È un documento bomba quello contenuto nella causa Della Pietra, ne è consapevole l’avvocato Ezio Bonanni: «Certo che lo è. Dimostra che almeno fino a metà 2005, e quindi più di dieci anni dopo la legge che ne ha stabilito la messa al bando, l’amianto era usato nei velivoli, nell’intero settore aeronautico». Come nel caso di Aldo Converso: l’ex impiegato Atitech (la società che per conto di Alitalia effettua la manutenzioni in alcuni aeroporti tra i quali Capodichino, a Napoli) che nel novembre 2005, ad appena 58 anni, si è ammalato di mesotelioma pleurico e soltanto un anno dopo, nel 2006, è deceduto. C’è voluta una grande forza d’animo affinchè il figlio Paolo affrontasse la questione e decidesse di mettersi in gioco, dopo la morte del padre, per ottenere giustizia. Paolo Converso sta seguendo la causa del padre, ma da poche settimane può finalmente festeggiare: il giudice del tribunale di Napoli ha stabilito che la Atitech dovrà risarcire completamente al 100% il danno biologico per la morte di suo padre. Certo, è il primo grado. Al quale seguirà senz’altro l’appello. Ma per ora può segnare un punto a suo favore.

Dati registrati:
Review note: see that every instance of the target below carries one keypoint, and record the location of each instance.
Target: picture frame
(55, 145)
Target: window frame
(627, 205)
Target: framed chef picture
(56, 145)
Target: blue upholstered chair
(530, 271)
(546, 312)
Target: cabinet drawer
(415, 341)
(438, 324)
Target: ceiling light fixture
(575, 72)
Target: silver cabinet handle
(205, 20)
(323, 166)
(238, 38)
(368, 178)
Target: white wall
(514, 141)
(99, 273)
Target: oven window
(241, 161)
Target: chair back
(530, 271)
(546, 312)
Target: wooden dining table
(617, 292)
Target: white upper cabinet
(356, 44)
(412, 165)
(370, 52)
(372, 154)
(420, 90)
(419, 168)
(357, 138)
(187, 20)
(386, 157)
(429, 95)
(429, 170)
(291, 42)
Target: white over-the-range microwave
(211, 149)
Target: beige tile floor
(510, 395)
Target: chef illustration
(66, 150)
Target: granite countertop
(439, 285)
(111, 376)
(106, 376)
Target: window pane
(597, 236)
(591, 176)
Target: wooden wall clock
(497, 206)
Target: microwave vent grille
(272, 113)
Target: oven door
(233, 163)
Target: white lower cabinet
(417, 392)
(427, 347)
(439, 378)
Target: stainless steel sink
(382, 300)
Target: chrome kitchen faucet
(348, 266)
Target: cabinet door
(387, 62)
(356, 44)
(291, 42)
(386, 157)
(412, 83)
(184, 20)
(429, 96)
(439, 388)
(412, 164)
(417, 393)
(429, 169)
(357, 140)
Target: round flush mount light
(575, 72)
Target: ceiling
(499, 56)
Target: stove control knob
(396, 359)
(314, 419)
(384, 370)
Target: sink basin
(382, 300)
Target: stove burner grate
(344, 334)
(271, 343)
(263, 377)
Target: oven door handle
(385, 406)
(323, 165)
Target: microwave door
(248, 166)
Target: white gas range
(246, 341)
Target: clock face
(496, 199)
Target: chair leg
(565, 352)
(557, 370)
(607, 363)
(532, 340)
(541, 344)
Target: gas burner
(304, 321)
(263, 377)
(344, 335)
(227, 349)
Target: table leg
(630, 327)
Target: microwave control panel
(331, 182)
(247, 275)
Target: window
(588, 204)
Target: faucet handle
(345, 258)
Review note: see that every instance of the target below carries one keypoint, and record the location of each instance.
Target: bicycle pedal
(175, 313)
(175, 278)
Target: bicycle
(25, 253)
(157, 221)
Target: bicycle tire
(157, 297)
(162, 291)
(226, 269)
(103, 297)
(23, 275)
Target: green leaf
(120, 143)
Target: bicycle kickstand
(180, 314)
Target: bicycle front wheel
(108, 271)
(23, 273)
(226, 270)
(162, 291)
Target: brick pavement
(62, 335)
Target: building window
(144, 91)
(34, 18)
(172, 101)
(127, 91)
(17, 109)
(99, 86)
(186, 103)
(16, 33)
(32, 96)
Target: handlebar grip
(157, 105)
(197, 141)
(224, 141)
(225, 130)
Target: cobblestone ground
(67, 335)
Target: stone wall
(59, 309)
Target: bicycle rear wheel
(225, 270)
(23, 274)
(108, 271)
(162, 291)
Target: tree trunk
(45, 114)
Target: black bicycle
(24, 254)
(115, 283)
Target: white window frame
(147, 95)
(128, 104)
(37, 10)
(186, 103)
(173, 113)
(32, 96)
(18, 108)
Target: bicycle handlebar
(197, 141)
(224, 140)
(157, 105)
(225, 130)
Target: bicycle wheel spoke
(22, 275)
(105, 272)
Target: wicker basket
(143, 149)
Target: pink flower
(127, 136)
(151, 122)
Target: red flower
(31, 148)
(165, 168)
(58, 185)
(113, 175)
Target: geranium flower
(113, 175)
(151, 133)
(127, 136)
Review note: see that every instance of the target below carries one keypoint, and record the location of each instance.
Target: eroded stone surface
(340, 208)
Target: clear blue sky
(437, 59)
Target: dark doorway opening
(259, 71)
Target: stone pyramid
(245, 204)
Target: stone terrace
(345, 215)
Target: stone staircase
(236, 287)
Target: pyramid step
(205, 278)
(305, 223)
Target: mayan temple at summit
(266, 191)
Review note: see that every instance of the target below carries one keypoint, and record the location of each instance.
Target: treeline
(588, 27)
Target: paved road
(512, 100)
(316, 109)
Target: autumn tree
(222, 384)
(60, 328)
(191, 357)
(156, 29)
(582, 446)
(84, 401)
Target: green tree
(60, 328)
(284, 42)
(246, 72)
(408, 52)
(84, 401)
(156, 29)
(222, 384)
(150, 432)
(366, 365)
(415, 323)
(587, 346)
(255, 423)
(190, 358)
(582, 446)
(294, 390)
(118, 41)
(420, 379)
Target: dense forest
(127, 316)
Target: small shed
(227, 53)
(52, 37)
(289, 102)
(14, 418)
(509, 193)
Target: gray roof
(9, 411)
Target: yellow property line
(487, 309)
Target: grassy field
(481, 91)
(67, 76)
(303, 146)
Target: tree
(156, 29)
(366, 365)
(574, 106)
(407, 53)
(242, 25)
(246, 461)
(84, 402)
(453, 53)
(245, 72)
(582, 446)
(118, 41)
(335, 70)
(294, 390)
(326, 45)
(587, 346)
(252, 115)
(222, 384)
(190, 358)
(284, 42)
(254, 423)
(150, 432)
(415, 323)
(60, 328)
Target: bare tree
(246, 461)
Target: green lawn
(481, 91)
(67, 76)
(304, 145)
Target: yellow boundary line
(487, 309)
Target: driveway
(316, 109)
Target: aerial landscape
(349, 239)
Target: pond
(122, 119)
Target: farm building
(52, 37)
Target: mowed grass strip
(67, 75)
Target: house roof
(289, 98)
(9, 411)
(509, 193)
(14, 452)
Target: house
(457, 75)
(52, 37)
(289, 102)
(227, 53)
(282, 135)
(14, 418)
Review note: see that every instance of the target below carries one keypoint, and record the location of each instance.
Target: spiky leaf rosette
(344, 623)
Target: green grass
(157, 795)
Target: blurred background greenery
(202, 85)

==

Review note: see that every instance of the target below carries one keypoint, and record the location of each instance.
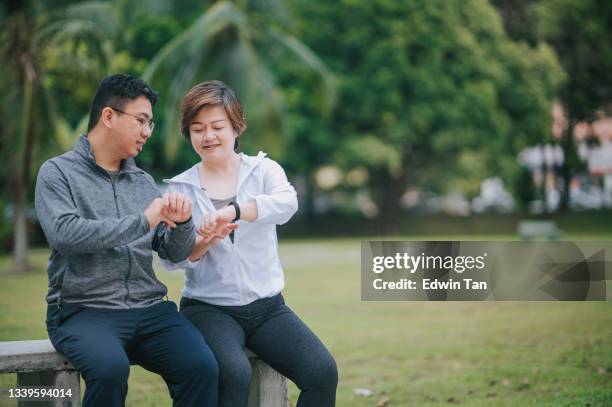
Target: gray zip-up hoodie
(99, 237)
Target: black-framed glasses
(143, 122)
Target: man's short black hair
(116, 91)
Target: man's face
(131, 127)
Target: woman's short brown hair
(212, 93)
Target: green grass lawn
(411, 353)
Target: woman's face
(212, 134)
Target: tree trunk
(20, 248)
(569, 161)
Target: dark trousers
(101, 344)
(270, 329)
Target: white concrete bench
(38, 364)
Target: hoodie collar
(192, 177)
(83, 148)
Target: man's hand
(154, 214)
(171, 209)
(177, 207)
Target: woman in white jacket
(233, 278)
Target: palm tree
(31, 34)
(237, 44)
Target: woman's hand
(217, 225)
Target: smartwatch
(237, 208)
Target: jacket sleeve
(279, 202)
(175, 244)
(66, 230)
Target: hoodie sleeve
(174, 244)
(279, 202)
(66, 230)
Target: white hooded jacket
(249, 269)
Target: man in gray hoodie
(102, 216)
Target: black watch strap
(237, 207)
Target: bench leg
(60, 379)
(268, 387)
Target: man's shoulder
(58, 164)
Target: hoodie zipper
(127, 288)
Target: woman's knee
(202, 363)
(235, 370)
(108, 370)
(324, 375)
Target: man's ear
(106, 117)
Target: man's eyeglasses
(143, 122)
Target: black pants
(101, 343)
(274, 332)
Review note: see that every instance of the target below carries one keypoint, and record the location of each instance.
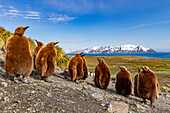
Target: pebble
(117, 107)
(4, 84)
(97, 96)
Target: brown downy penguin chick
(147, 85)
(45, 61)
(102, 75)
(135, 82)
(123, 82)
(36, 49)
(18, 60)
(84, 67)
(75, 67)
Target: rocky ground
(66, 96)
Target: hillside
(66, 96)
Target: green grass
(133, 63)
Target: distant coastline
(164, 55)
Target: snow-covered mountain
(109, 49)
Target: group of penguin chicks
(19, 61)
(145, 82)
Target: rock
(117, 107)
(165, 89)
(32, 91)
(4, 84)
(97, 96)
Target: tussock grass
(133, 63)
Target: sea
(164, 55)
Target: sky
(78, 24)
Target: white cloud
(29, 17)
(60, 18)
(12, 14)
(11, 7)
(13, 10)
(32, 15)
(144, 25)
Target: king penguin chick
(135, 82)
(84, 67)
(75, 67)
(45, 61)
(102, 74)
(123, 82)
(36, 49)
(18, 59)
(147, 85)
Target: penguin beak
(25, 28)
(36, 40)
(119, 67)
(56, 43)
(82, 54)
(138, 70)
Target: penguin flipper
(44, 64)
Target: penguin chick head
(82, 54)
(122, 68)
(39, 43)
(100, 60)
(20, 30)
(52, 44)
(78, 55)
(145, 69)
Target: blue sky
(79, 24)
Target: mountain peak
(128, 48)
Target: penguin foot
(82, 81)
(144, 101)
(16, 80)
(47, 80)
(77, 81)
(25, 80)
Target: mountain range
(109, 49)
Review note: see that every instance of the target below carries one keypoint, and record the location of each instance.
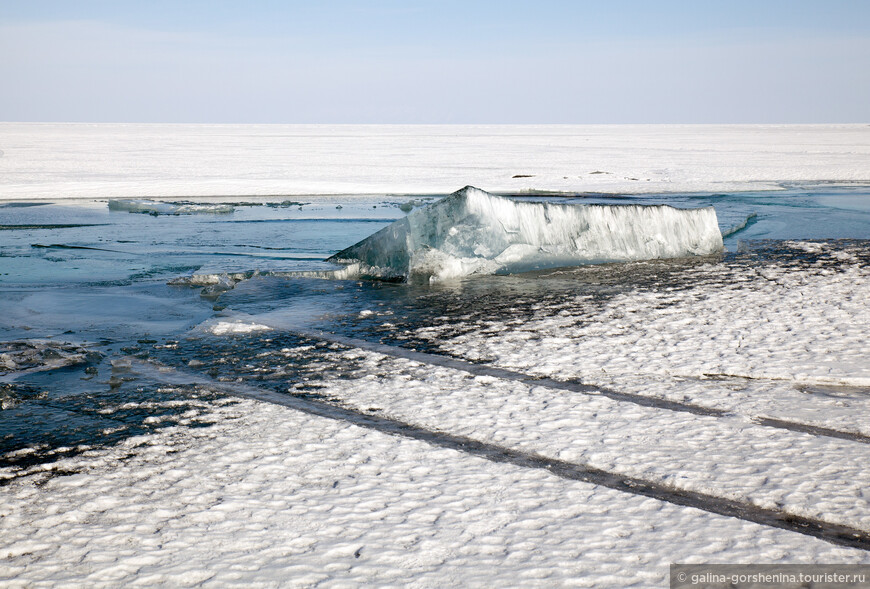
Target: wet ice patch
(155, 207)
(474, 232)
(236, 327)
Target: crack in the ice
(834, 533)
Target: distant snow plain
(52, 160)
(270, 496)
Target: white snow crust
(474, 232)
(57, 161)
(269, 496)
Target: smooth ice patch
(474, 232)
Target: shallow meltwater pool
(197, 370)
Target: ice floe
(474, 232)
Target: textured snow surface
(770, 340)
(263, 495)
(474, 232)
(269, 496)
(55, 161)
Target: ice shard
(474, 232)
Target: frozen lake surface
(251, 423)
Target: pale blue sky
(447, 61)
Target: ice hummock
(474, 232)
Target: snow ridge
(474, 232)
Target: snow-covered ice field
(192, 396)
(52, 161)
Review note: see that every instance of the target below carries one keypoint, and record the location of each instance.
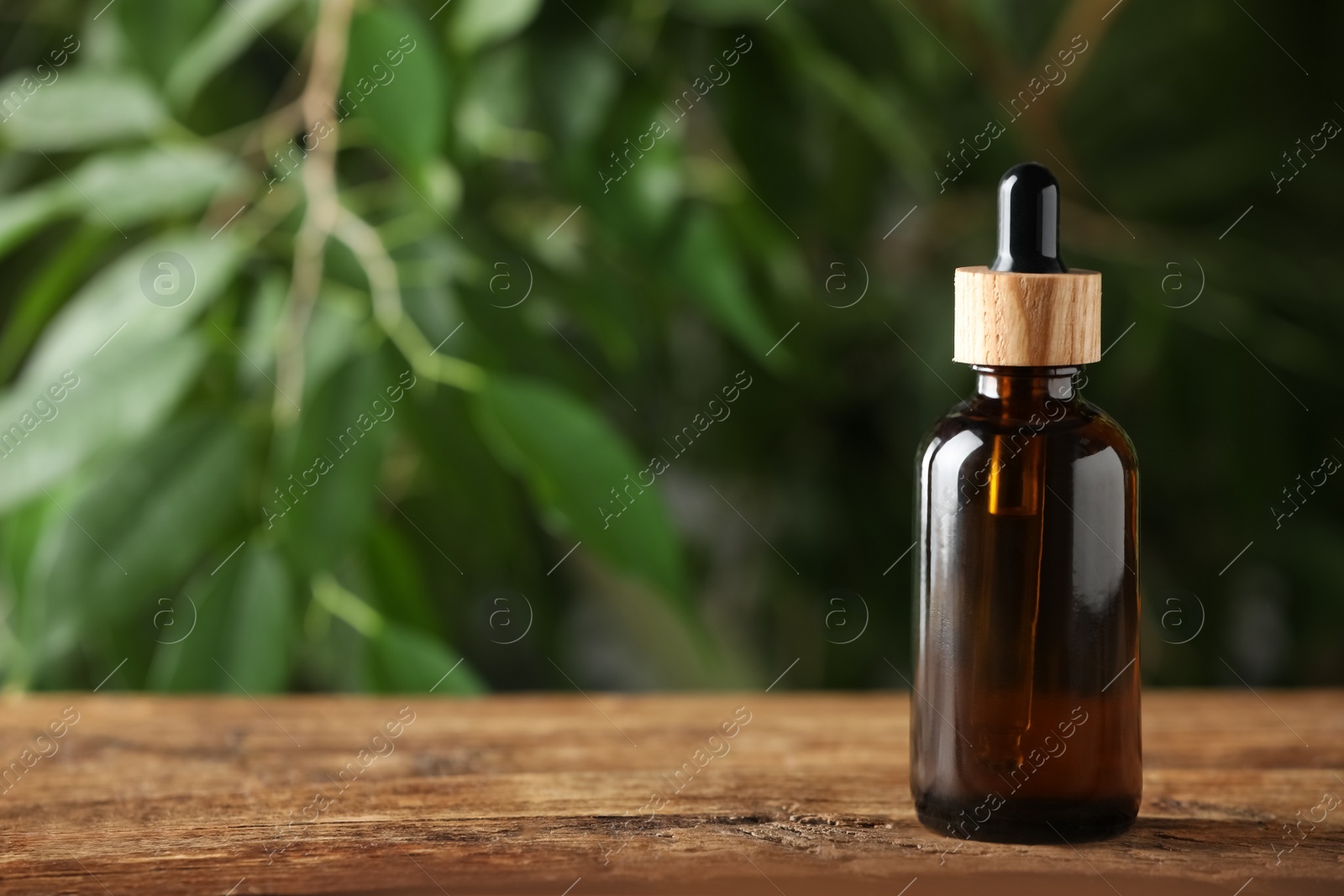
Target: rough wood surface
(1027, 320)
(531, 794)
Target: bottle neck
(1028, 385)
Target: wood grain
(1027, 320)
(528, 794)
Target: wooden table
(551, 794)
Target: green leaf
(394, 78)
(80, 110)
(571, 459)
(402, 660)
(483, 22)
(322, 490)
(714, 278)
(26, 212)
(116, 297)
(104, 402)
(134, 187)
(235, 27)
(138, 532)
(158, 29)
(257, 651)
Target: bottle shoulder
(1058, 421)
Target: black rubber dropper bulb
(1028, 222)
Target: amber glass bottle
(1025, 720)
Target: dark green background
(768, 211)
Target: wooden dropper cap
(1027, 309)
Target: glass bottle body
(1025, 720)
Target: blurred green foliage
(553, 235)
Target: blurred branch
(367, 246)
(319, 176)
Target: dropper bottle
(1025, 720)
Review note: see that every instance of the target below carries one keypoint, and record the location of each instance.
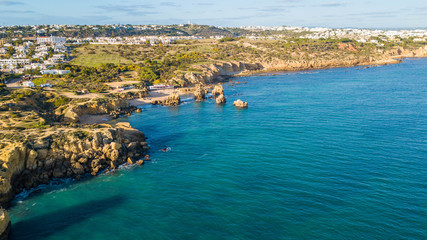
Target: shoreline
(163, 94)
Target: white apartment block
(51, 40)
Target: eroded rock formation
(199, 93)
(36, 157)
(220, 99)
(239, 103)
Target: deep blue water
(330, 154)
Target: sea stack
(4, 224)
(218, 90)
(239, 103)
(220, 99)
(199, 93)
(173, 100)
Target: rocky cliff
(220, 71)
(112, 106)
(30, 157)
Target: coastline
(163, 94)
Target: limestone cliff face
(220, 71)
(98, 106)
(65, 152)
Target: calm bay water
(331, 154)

---

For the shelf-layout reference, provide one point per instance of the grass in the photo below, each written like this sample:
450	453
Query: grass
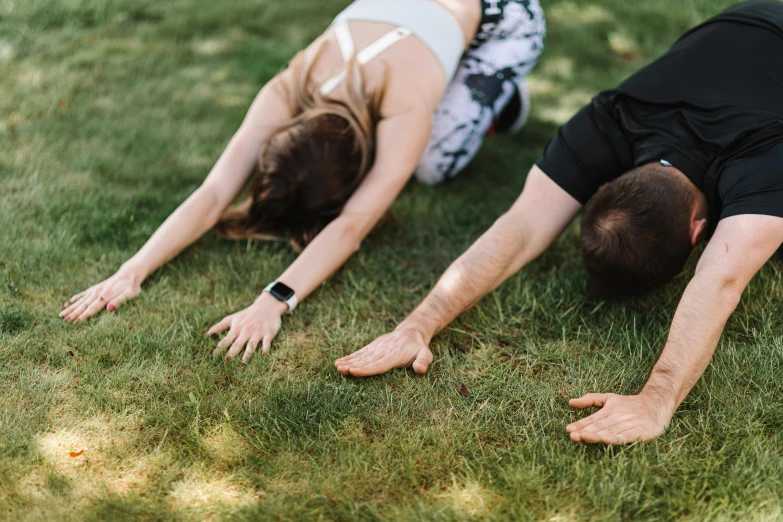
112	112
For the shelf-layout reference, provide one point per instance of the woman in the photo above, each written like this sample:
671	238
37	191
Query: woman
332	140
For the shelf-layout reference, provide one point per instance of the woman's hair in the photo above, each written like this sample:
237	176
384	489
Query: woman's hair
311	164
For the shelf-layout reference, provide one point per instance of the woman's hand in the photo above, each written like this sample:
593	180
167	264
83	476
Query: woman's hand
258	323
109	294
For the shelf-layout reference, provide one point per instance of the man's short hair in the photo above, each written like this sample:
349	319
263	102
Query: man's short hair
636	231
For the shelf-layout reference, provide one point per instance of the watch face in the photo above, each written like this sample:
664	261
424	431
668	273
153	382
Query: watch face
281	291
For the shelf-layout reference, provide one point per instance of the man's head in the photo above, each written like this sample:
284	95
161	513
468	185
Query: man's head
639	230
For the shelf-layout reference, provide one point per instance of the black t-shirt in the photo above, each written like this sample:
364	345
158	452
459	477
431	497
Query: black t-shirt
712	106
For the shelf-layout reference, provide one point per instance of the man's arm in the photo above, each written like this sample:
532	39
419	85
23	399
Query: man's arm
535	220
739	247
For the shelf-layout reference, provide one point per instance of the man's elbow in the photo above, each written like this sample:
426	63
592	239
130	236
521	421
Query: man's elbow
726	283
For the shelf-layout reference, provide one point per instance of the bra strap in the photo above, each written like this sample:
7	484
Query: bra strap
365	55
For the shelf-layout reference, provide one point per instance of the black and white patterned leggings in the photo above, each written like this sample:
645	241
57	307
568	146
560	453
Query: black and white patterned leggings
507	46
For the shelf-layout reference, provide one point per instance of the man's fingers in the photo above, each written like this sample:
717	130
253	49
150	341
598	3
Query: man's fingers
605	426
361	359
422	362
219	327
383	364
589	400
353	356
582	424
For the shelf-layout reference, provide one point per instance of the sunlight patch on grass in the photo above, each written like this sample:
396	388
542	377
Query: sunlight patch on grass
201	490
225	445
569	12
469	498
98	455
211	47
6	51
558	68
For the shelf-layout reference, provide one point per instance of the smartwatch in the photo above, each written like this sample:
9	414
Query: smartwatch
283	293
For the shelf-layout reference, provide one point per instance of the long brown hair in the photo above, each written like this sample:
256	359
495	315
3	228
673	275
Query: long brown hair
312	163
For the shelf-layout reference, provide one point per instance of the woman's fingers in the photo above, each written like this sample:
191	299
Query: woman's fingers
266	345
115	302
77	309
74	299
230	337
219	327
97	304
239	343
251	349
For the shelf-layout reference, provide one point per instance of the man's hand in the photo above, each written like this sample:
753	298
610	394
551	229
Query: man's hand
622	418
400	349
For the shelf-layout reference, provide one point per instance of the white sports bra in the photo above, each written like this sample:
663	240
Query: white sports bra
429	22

Ordine di lavoro:
Riscrivi in forma più breve il paragrafo dell'estratto sull'amianto che comincia con «È un documento bomba», conservandone i fatti principali.

Risposta scritta:
Secondo l'avvocato Ezio Bonanni, un documento della causa Della Pietra dimostra che l'amianto era usato nei velivoli e in tutto il settore aeronautico almeno fino a metà 2005, oltre dieci anni dopo la legge che lo ha messo al bando. Ne è un esempio Aldo Converso, ex impiegato Atitech (società che fa manutenzione per Alitalia in alcuni aeroporti, tra cui Capodichino a Napoli): si è ammalato di mesotelioma pleurico nel novembre 2005, a 58 anni, ed è morto nel 2006. Il figlio Paolo ha avviato la causa e il tribunale di Napoli ha stabilito che Atitech dovrà risarcire al 100% il danno biologico. È una sentenza di primo grado, a cui seguirà senz'altro l'appello.